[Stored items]
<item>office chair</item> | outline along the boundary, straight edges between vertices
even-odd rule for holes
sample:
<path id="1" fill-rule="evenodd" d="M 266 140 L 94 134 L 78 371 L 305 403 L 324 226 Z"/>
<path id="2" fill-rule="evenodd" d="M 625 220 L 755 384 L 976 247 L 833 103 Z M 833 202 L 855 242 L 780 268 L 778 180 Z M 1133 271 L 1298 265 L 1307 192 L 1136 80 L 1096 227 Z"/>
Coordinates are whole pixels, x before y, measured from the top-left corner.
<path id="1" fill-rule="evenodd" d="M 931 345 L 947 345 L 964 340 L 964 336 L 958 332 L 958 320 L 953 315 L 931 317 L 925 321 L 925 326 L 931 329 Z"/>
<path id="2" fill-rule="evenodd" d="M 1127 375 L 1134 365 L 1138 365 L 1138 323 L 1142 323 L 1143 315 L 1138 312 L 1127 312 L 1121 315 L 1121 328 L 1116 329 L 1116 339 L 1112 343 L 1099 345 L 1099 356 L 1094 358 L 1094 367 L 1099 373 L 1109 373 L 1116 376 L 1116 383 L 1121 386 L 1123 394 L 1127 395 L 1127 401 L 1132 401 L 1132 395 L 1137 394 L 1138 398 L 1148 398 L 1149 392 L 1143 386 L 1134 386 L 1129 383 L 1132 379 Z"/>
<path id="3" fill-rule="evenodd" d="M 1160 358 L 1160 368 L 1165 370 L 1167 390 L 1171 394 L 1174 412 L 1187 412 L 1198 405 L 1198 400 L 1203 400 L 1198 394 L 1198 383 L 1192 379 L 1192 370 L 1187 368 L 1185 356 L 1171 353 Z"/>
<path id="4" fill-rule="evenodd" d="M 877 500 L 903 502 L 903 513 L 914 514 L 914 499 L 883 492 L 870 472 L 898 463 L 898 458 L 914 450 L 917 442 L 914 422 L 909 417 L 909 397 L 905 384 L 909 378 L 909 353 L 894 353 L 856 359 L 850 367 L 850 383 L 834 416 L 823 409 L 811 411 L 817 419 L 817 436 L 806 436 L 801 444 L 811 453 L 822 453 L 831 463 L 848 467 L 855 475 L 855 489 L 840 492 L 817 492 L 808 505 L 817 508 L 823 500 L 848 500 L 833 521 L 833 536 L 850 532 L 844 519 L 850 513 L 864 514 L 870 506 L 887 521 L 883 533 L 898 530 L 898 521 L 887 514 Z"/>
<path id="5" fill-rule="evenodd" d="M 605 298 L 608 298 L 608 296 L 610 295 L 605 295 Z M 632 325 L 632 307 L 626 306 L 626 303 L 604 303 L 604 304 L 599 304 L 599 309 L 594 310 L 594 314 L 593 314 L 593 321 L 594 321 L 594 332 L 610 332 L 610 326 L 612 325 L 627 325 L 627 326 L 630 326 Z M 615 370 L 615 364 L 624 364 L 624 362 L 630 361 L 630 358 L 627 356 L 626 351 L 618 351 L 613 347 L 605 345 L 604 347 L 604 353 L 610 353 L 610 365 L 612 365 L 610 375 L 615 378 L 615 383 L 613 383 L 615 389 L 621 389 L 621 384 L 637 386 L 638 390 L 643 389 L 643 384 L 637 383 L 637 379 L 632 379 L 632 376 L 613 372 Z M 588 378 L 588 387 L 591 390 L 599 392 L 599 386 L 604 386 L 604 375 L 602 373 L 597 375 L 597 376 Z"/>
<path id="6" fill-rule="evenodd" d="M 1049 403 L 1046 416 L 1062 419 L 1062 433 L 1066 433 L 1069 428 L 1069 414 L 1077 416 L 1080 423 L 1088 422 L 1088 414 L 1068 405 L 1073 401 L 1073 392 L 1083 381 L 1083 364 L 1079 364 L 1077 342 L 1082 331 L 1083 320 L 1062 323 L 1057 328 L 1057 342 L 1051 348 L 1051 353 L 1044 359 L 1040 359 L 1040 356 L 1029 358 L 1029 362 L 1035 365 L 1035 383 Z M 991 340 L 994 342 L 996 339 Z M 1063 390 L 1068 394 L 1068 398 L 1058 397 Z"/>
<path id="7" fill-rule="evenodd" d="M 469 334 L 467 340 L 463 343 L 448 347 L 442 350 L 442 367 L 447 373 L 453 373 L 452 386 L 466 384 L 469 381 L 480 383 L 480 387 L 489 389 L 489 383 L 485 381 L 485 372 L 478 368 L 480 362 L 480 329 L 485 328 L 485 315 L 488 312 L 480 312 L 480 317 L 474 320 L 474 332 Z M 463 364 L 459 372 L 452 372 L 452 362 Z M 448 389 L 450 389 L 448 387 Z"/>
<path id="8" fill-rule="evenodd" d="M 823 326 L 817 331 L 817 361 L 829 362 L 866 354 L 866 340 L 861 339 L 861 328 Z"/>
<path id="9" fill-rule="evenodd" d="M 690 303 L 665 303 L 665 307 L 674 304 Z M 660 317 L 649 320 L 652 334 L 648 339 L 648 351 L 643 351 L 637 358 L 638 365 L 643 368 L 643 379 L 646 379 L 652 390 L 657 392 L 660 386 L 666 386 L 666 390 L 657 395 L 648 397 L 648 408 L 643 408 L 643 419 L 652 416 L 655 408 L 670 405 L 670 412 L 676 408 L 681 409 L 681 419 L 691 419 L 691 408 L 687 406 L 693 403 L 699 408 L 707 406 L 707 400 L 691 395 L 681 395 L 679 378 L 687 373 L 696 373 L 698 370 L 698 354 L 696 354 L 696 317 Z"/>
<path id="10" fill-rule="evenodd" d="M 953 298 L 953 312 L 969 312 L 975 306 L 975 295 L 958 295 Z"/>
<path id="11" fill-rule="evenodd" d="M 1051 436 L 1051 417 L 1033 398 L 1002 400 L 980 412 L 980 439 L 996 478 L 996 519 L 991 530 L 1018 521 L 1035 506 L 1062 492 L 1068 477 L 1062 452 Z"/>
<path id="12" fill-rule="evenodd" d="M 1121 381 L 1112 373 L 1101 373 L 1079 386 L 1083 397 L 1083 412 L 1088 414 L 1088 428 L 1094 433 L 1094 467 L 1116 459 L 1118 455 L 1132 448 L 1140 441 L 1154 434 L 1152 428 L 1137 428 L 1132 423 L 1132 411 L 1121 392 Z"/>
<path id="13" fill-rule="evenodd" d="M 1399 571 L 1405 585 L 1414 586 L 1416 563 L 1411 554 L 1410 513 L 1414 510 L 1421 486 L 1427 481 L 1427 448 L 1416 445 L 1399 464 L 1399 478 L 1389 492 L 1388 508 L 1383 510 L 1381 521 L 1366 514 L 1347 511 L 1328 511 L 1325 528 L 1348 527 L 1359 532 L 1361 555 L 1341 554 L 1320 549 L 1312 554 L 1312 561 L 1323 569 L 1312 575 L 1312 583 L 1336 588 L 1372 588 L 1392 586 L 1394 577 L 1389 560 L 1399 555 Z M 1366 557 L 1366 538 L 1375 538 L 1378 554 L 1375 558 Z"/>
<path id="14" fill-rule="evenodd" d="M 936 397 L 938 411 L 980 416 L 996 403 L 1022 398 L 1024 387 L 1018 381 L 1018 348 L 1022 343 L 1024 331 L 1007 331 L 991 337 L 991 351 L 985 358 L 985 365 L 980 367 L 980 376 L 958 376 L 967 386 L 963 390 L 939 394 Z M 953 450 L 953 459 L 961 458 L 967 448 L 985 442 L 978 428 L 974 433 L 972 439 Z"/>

■ **Description of the task**: Put the material above into a numbered list with one line per item, and leave out any blank lines.

■ **Response**:
1. <item>office chair</item> | outline along the boundary, straight edges between vertices
2. even-odd rule for holes
3. sample:
4. <path id="1" fill-rule="evenodd" d="M 266 140 L 94 134 L 78 371 L 305 403 L 324 226 Z"/>
5. <path id="2" fill-rule="evenodd" d="M 625 220 L 755 384 L 976 247 L 833 103 Z M 833 202 L 855 242 L 780 268 L 778 180 Z M 1133 271 L 1298 265 L 1307 192 L 1136 80 L 1096 227 Z"/>
6. Coordinates are whole pixels, x before y, measured from the top-left corner.
7. <path id="1" fill-rule="evenodd" d="M 931 345 L 947 345 L 964 340 L 964 336 L 958 332 L 958 320 L 953 315 L 931 317 L 925 321 L 925 326 L 931 329 Z"/>
8. <path id="2" fill-rule="evenodd" d="M 1127 375 L 1134 365 L 1138 365 L 1138 323 L 1142 323 L 1143 315 L 1138 312 L 1127 312 L 1121 315 L 1121 328 L 1116 329 L 1116 339 L 1112 343 L 1099 345 L 1099 356 L 1094 358 L 1094 367 L 1099 373 L 1109 373 L 1116 376 L 1116 383 L 1121 386 L 1123 394 L 1127 395 L 1127 401 L 1132 401 L 1132 395 L 1137 394 L 1138 398 L 1148 398 L 1149 392 L 1143 386 L 1134 386 L 1129 383 L 1132 379 Z"/>
9. <path id="3" fill-rule="evenodd" d="M 1160 358 L 1160 368 L 1165 370 L 1167 390 L 1171 394 L 1174 412 L 1187 412 L 1198 405 L 1198 400 L 1203 400 L 1198 394 L 1198 383 L 1192 379 L 1192 370 L 1187 368 L 1185 356 L 1171 353 Z"/>
10. <path id="4" fill-rule="evenodd" d="M 877 500 L 903 502 L 903 513 L 914 514 L 914 499 L 883 492 L 870 472 L 898 463 L 898 458 L 914 450 L 917 442 L 914 422 L 909 417 L 909 397 L 905 384 L 909 378 L 909 353 L 894 353 L 856 359 L 850 367 L 850 383 L 834 416 L 823 409 L 811 411 L 817 419 L 817 436 L 806 436 L 801 444 L 811 453 L 822 453 L 831 463 L 848 467 L 855 475 L 855 489 L 840 492 L 817 492 L 808 505 L 817 508 L 823 500 L 848 500 L 833 521 L 833 536 L 850 532 L 844 519 L 850 513 L 864 514 L 870 506 L 887 521 L 883 533 L 898 530 L 898 521 L 887 514 Z"/>
11. <path id="5" fill-rule="evenodd" d="M 605 298 L 608 298 L 608 296 L 610 295 L 605 295 Z M 632 325 L 632 307 L 626 306 L 626 303 L 604 303 L 604 304 L 599 304 L 599 309 L 594 310 L 594 314 L 593 314 L 593 321 L 594 321 L 594 332 L 610 332 L 610 326 L 612 325 L 627 325 L 627 326 L 630 326 Z M 615 370 L 615 364 L 624 364 L 624 362 L 630 361 L 630 358 L 627 356 L 626 351 L 618 351 L 613 347 L 605 345 L 604 347 L 604 353 L 610 353 L 610 365 L 612 365 L 610 375 L 615 378 L 615 383 L 613 383 L 615 389 L 621 389 L 621 384 L 637 386 L 638 390 L 643 389 L 643 384 L 637 383 L 637 379 L 632 379 L 632 376 L 613 372 Z M 588 378 L 588 387 L 591 390 L 599 392 L 599 386 L 604 386 L 604 375 L 602 373 L 597 375 L 597 376 Z"/>
12. <path id="6" fill-rule="evenodd" d="M 1049 403 L 1046 416 L 1062 419 L 1062 433 L 1066 433 L 1069 428 L 1069 414 L 1077 416 L 1080 423 L 1088 422 L 1088 414 L 1068 405 L 1073 401 L 1073 392 L 1083 381 L 1083 364 L 1079 364 L 1077 342 L 1082 331 L 1083 320 L 1062 323 L 1057 328 L 1057 342 L 1051 348 L 1051 353 L 1044 359 L 1040 359 L 1040 356 L 1029 358 L 1029 362 L 1035 365 L 1035 383 Z M 991 340 L 994 342 L 996 339 Z M 1063 390 L 1068 394 L 1068 398 L 1058 397 Z"/>
13. <path id="7" fill-rule="evenodd" d="M 469 334 L 467 340 L 463 343 L 448 347 L 442 350 L 442 367 L 447 373 L 453 373 L 452 386 L 466 384 L 469 381 L 480 383 L 480 387 L 489 389 L 489 383 L 485 381 L 485 372 L 478 368 L 480 362 L 480 329 L 485 328 L 485 315 L 488 312 L 480 312 L 480 317 L 474 320 L 474 332 Z M 463 364 L 459 372 L 452 372 L 452 362 Z M 448 389 L 450 389 L 448 387 Z"/>
14. <path id="8" fill-rule="evenodd" d="M 823 326 L 817 331 L 817 361 L 829 362 L 866 354 L 866 340 L 861 339 L 861 328 Z"/>
15. <path id="9" fill-rule="evenodd" d="M 690 303 L 665 303 L 665 307 L 674 304 Z M 660 317 L 649 320 L 652 334 L 648 339 L 648 351 L 643 351 L 637 358 L 638 365 L 643 368 L 643 379 L 646 379 L 652 390 L 657 392 L 660 386 L 666 386 L 666 390 L 657 395 L 648 397 L 648 408 L 643 408 L 643 419 L 652 416 L 655 408 L 670 405 L 670 412 L 676 408 L 681 409 L 681 419 L 691 419 L 691 408 L 687 406 L 693 403 L 699 408 L 707 406 L 707 400 L 691 395 L 681 395 L 679 378 L 687 373 L 696 373 L 698 370 L 698 354 L 696 354 L 696 317 Z"/>
16. <path id="10" fill-rule="evenodd" d="M 953 298 L 953 312 L 969 312 L 975 306 L 975 295 L 958 295 Z"/>
17. <path id="11" fill-rule="evenodd" d="M 1051 436 L 1051 417 L 1033 398 L 1002 400 L 980 412 L 980 439 L 996 478 L 996 519 L 991 530 L 1018 521 L 1035 506 L 1062 492 L 1068 477 L 1062 452 Z"/>
18. <path id="12" fill-rule="evenodd" d="M 1121 381 L 1112 373 L 1101 373 L 1079 386 L 1083 397 L 1083 412 L 1088 414 L 1088 428 L 1094 433 L 1094 467 L 1116 459 L 1118 455 L 1132 448 L 1140 441 L 1154 434 L 1152 428 L 1137 428 L 1132 423 L 1132 411 L 1121 392 Z"/>
19. <path id="13" fill-rule="evenodd" d="M 1399 571 L 1405 585 L 1414 586 L 1416 563 L 1411 554 L 1410 513 L 1414 510 L 1421 486 L 1427 481 L 1427 448 L 1416 445 L 1399 464 L 1399 478 L 1389 492 L 1388 508 L 1383 510 L 1381 521 L 1366 514 L 1347 511 L 1328 511 L 1325 528 L 1348 527 L 1359 532 L 1361 555 L 1341 554 L 1320 549 L 1312 554 L 1312 561 L 1323 569 L 1312 575 L 1312 583 L 1336 588 L 1372 588 L 1392 586 L 1394 577 L 1389 560 L 1399 555 Z M 1366 557 L 1366 538 L 1375 538 L 1378 554 L 1375 558 Z"/>
20. <path id="14" fill-rule="evenodd" d="M 936 397 L 938 411 L 980 416 L 996 403 L 1022 398 L 1024 387 L 1018 381 L 1018 348 L 1022 343 L 1024 331 L 1007 331 L 991 337 L 991 351 L 985 358 L 985 365 L 980 367 L 980 376 L 958 376 L 967 386 L 963 390 L 939 394 Z M 953 450 L 953 459 L 961 458 L 967 448 L 985 442 L 978 428 L 974 433 L 972 439 Z"/>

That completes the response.